##### INFORMATION

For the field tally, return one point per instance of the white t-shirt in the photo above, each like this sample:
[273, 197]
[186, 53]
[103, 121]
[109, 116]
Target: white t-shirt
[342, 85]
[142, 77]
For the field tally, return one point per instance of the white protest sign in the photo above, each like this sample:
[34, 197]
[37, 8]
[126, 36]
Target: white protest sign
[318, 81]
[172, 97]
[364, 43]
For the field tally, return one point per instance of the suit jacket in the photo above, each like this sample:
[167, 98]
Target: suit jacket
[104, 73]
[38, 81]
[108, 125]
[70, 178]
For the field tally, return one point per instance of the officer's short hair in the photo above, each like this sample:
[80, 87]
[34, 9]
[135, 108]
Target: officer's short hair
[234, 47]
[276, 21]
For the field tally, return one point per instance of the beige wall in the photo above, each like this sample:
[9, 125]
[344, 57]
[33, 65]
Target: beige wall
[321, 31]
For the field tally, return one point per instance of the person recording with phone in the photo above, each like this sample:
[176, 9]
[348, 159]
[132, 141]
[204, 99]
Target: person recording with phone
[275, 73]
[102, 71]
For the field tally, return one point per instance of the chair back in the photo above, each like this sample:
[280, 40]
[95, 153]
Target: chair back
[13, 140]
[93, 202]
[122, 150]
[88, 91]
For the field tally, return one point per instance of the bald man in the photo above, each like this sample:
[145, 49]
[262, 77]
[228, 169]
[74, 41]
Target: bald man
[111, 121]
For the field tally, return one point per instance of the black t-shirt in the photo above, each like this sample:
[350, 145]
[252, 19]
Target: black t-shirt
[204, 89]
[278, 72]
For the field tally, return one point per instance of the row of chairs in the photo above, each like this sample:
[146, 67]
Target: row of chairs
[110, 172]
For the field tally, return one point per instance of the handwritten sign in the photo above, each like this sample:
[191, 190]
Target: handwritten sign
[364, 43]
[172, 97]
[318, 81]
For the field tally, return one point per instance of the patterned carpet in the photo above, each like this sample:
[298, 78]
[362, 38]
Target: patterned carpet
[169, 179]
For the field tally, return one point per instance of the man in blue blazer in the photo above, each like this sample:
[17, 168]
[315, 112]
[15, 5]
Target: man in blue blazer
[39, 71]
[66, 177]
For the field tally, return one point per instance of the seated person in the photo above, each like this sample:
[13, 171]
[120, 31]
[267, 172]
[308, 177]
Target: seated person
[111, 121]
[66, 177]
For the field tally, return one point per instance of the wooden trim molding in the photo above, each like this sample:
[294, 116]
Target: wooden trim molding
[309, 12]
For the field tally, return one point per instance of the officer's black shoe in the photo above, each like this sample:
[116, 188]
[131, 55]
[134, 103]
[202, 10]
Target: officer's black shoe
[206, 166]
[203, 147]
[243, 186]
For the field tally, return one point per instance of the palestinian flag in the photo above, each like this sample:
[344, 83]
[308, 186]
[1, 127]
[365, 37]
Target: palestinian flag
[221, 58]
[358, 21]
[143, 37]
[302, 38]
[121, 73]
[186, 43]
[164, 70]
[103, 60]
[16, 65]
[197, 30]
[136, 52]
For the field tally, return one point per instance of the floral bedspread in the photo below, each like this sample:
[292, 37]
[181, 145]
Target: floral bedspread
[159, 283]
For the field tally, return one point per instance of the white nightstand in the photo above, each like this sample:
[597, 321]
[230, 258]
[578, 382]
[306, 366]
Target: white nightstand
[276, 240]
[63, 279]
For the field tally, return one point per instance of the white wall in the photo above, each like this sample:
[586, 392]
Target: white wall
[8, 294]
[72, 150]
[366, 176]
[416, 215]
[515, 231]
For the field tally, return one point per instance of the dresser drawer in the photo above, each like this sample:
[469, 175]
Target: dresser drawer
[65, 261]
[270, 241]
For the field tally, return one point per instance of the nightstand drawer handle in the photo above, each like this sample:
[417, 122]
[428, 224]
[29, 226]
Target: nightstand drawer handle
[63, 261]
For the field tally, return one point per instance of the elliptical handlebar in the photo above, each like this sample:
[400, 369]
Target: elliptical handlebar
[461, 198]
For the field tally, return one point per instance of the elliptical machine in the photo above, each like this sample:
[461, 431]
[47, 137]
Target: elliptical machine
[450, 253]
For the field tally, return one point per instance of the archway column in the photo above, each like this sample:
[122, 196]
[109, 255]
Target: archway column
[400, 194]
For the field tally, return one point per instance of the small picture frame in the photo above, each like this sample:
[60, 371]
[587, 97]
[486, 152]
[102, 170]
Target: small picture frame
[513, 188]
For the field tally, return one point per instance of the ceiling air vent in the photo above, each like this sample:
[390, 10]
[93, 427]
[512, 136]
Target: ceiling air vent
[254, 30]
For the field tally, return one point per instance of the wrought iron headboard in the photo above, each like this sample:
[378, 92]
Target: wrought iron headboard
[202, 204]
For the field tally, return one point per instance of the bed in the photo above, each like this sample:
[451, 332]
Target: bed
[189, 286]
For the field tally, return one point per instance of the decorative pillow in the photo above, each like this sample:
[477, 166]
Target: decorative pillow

##########

Reproduce all the data precisely, word for word.

For the field tally, return one point per instance of the white t-shirt in the photo above, each like this sample:
[273, 197]
[186, 53]
[103, 121]
[109, 116]
Target: white t-shirt
[342, 85]
[142, 77]
For the field tally, return one point per instance of the white protest sign in the photo above, each like this sample:
[34, 197]
[37, 8]
[126, 36]
Target: white protest sign
[318, 81]
[172, 97]
[364, 43]
For the field tally, return one point per instance of the suit jacket in the photo above, each like this sample:
[167, 98]
Target: suit jacket
[104, 73]
[38, 81]
[108, 125]
[70, 178]
For the field tally, return one point per instance of the officer's short hair in the photo above, each like this sample:
[80, 87]
[34, 9]
[135, 108]
Target: officer's short hair
[234, 47]
[276, 21]
For the field tally, return one point per instance of the beige wall in the photo above, each like this sample:
[9, 125]
[344, 57]
[33, 65]
Target: beige wall
[321, 31]
For the field tally, return one point per instance of the person recording with phone in the photo above, each like this sample:
[176, 9]
[348, 159]
[132, 141]
[204, 99]
Target: person recording with phone
[275, 73]
[102, 71]
For the field tally, return one point per instance of the chair back in the photo above, each like this sample:
[280, 40]
[95, 153]
Target: chair back
[13, 140]
[93, 202]
[122, 150]
[88, 91]
For the field tally, return one point per instance of the bald man in the photo above, each like this sample:
[145, 49]
[262, 77]
[228, 169]
[74, 41]
Target: bald man
[111, 121]
For the field tally, return one point per instance of the black t-shirt in the photo above, each like this sample:
[350, 145]
[252, 19]
Target: black t-shirt
[204, 89]
[278, 72]
For the field tally, return one point per instance of the row of chairs in the photo above, each like this sample:
[146, 67]
Target: row of chairs
[110, 172]
For the field tally, return one point per instance of the handwritten sign in the photo above, each like this sample:
[191, 190]
Target: handwritten sign
[364, 43]
[172, 97]
[318, 81]
For the field tally, return one point per instance of the patterned carpet in the photo above, each like this sample:
[298, 78]
[362, 38]
Target: patterned carpet
[169, 179]
For the field tally, return one point per instance of the man in blue blazer in the photo above, each like this sample:
[17, 168]
[315, 112]
[15, 5]
Target: man in blue blazer
[39, 71]
[66, 177]
For the field tally, return one point per instance of the seated person in the photo above, each like this sample:
[13, 171]
[120, 31]
[267, 172]
[308, 177]
Target: seated person
[111, 121]
[66, 177]
For the field tally, return one point per instance of the wooden trim molding in the photo above, each like this sample:
[294, 116]
Target: wooden trim molding
[309, 12]
For the field tally, return one point per instance of the officer's black shoe in the photo above, each like this sample:
[116, 188]
[131, 55]
[134, 103]
[202, 10]
Target: officer's black shoe
[206, 166]
[203, 147]
[243, 186]
For the field tally, return one point per instance of the palestinian flag in the photo above, each like this sample:
[344, 83]
[308, 186]
[1, 127]
[365, 37]
Target: palestinian flag
[221, 58]
[358, 21]
[143, 37]
[302, 38]
[121, 73]
[186, 43]
[164, 70]
[103, 60]
[16, 65]
[197, 30]
[136, 52]
For the field tally, return one point per instance of the floral bedspread in the photo below, each like this sample:
[292, 37]
[181, 145]
Target: floral bedspread
[159, 283]
For the field tally, return one point per instance of the white nightstand in the photo above, each like this sample:
[597, 321]
[230, 258]
[578, 382]
[306, 366]
Target: white nightstand
[276, 240]
[63, 279]
For the field tally, return one point per instance of the white wall in the photo above, each like this sample:
[586, 392]
Target: white wall
[8, 294]
[72, 150]
[366, 176]
[416, 215]
[515, 231]
For the field tally, return one point per instance of the dresser drawer in the photo above, each like this sample:
[469, 175]
Target: dresser drawer
[65, 261]
[270, 241]
For the field tally, return one point per instance of the nightstand drawer handle in the photo above, each like this sample:
[417, 122]
[428, 224]
[29, 226]
Target: nightstand drawer handle
[63, 261]
For the field tally, return one point per instance of the elliptical handlebar in the photo above, each like this sample:
[400, 369]
Target: elliptical handlebar
[461, 198]
For the field tally, return one point per instance of the elliptical machine in the photo above, each like this sample:
[461, 431]
[47, 137]
Target: elliptical machine
[450, 253]
For the field tally, return one point per instance of the archway column in the photo above, each like this sample:
[122, 196]
[109, 255]
Target: archway column
[400, 194]
For the field tally, return one point per instance of the small picture frame in the photo above, each like this sample:
[60, 371]
[587, 97]
[486, 152]
[102, 170]
Target: small picture frame
[513, 188]
For the field tally, return one point per instance of the ceiling air vent in the photo above, each like this sample:
[390, 10]
[93, 427]
[512, 136]
Target: ceiling air vent
[254, 30]
For the field tally, return one point per instance of the wrought iron headboard in the photo above, each like this sample:
[378, 92]
Target: wrought iron headboard
[202, 204]
For the field tally, return one point per instance of the bed in the photo above, each like this sample:
[451, 332]
Target: bed
[189, 286]
For the field tally, return one point per instance of the decorative pillow in the photo above, each like this sample:
[477, 166]
Target: decorative pillow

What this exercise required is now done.